(Dataset excerpt)
━━━━━━
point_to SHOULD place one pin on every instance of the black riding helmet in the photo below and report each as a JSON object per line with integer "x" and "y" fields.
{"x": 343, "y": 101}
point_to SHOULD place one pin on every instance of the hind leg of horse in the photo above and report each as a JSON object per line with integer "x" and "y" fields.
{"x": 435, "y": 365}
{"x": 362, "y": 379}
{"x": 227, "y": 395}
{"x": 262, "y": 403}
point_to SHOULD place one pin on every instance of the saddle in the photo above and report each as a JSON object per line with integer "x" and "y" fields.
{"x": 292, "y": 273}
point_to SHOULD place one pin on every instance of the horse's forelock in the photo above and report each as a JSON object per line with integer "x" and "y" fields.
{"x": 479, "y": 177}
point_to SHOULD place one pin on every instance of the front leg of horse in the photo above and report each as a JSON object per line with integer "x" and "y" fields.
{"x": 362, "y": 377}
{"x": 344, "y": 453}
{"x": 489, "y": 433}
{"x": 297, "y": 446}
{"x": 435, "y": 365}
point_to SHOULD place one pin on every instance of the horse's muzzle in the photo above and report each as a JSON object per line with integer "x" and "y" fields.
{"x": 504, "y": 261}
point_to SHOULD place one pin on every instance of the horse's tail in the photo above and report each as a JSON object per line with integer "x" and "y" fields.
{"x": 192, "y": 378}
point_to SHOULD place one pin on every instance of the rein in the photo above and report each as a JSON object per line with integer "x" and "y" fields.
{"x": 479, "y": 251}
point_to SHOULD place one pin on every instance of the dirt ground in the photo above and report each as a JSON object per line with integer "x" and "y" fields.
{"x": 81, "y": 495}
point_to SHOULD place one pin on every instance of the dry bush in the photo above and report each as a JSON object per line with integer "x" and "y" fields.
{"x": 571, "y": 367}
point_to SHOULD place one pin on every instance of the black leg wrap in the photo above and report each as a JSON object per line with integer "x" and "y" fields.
━━━━━━
• Exercise prompt: Rewrite all of the data above, substituting "marker" for "pin" wherever it occurs and changing nothing else.

• Answer to this problem:
point_to SHOULD place one marker on every instance of the black riding helmet in the photo below and report each as a JSON object per line with integer "x" and "y" fields.
{"x": 343, "y": 101}
point_to SHOULD place one marker on every instance of the hind leg of horse in the photo above and report each as a JSON object per line with integer "x" and "y" fields.
{"x": 435, "y": 365}
{"x": 362, "y": 379}
{"x": 227, "y": 395}
{"x": 262, "y": 403}
point_to SHOULD place one marker on every instance of the saddle in the photo above and report each as a JSON object per line with integer "x" and "y" fields.
{"x": 292, "y": 273}
point_to SHOULD place one marker on every instance of the horse's forelock in the photo above and report each as a JSON object per line with integer "x" and "y" fields.
{"x": 479, "y": 177}
point_to SHOULD place one marker on every instance of the front leg of horse in the photo above and report each as a JSON object per line with integer "x" and "y" fields.
{"x": 362, "y": 377}
{"x": 344, "y": 453}
{"x": 489, "y": 433}
{"x": 297, "y": 446}
{"x": 435, "y": 365}
point_to SHOULD place one marker on every instance of the horse's muzzle in the photo above and report each as a JSON object per line with integer "x" and "y" fields.
{"x": 504, "y": 261}
point_to SHOULD place one marker on every instance of the horse's tail in the photo above and report each as a JSON object per line with integer "x" and "y" fields.
{"x": 192, "y": 378}
point_to SHOULD place one marker on every instance of the rein in the photo above and report each as a JSON object per line with integer "x" and "y" fields.
{"x": 479, "y": 251}
point_to SHOULD place one marker on every instance of the dirt ground in the photo above and report each as a JSON object per line with integer "x" and "y" fields.
{"x": 81, "y": 495}
point_to SHOULD place one marker on every instance of the dry bush in the photo above and report each as a JSON object per line with integer "x" and "y" fields.
{"x": 571, "y": 367}
point_to SHOULD place one marker on every instance of the black leg wrap in the photo above and report each as a JSON object per line with integer "x" and "y" fields.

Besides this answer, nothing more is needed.